## [SUPPLIED MATERIAL]
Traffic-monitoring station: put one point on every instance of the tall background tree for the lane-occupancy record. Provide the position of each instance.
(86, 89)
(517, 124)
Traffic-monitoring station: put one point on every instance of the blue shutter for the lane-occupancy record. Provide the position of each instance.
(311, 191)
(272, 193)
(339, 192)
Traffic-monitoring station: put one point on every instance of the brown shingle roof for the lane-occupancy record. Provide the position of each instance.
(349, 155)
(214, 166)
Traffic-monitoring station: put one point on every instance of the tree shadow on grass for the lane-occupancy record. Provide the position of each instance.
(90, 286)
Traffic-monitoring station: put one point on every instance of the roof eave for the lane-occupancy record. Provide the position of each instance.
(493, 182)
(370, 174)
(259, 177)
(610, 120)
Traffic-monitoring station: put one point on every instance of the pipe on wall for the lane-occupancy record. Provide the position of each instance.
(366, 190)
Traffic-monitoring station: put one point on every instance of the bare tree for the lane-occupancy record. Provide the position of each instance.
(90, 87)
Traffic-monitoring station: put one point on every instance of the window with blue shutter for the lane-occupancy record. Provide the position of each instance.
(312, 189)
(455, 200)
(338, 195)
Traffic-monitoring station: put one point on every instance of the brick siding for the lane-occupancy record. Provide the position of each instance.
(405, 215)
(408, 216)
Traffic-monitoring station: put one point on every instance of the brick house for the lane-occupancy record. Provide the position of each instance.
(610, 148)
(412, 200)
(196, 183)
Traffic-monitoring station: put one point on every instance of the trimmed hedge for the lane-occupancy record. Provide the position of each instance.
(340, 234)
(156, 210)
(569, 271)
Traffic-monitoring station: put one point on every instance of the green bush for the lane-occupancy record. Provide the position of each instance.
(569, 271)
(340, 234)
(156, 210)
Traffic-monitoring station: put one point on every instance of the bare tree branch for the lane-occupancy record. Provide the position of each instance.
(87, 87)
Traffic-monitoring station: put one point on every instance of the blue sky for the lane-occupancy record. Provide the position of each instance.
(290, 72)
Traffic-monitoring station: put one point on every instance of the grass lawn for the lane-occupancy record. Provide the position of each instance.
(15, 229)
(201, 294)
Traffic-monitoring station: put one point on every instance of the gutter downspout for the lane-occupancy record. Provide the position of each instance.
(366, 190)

## [INSTRUCTIONS TO FOLLOW]
Switch "lane-occupancy record" to "lane-usage record" wherever it occurs in the data above, and write out all the lines again with nothing else altered.

## [SOLUTION]
Traffic-monitoring station: put one point on every instance of the tall background tree for the lane-usage record. Provide the position of each instance.
(86, 89)
(517, 124)
Traffic-monitoring station: put one point on every instance of the blue shutter for the lane-usage record. Provide the position of each instance.
(311, 191)
(272, 193)
(339, 192)
Traffic-monitoring station: put one point on every instance of the brown shingle roof for the lane-usage record. Provide the position of each instance.
(349, 155)
(214, 166)
Traffic-monitoring station: put one point on every instance of the tree shadow on grass for the lane-usage record. Provide the position of each instance.
(90, 286)
Traffic-monitoring station: put one point on every instance of the roof eave for the lane-usage record. Provide the position of each instance.
(493, 182)
(370, 174)
(259, 177)
(610, 120)
Traffic-monitoring station: put one point on every instance of the pipe on wall for the lane-usage record. Provide the position of each instance.
(366, 190)
Traffic-monitoring station: put one point on every instance of the bare tree for the lane-usage record. Provide the position of each instance.
(90, 87)
Traffic-monitoring station: put one point on every instance of the window with blue shutter for the lane-usage record. Provide the position of each instance.
(312, 189)
(455, 200)
(338, 195)
Traffic-monitoring station: put one point on every instance of the brick siding for the lane-usage record. Provide the position of each instance.
(405, 215)
(408, 216)
Traffic-monitoring station: put one point on every instance of the brick house for the lane-usage record. Provide the position of each instance.
(610, 148)
(412, 200)
(196, 183)
Traffic-monitoring station: put one point on every instance of the trimmed hedge for the lane-usage record. Provide the position of each instance.
(340, 234)
(156, 210)
(569, 271)
Traffic-monitoring station: put one point on every instance of the green bush for the lane-usage record. Provide the position of each instance.
(569, 271)
(340, 234)
(156, 210)
Traffic-monitoring station: put one point on every instance of the bare tree branch for the lane-usage record. Provide the position of each instance.
(87, 87)
Traffic-monitoring station: put one point on every instance of the blue sky for the lane-usage record. Provide the position of each instance.
(290, 72)
Traffic-monitoring station: put one point on every instance of the grass lawn for the lane-usage record. Provide the position of each instance.
(15, 229)
(201, 294)
Traffic-monitoring station: put one point on every instance of the gutter downspout for the lane-usage record. Provide the position of each instance.
(366, 190)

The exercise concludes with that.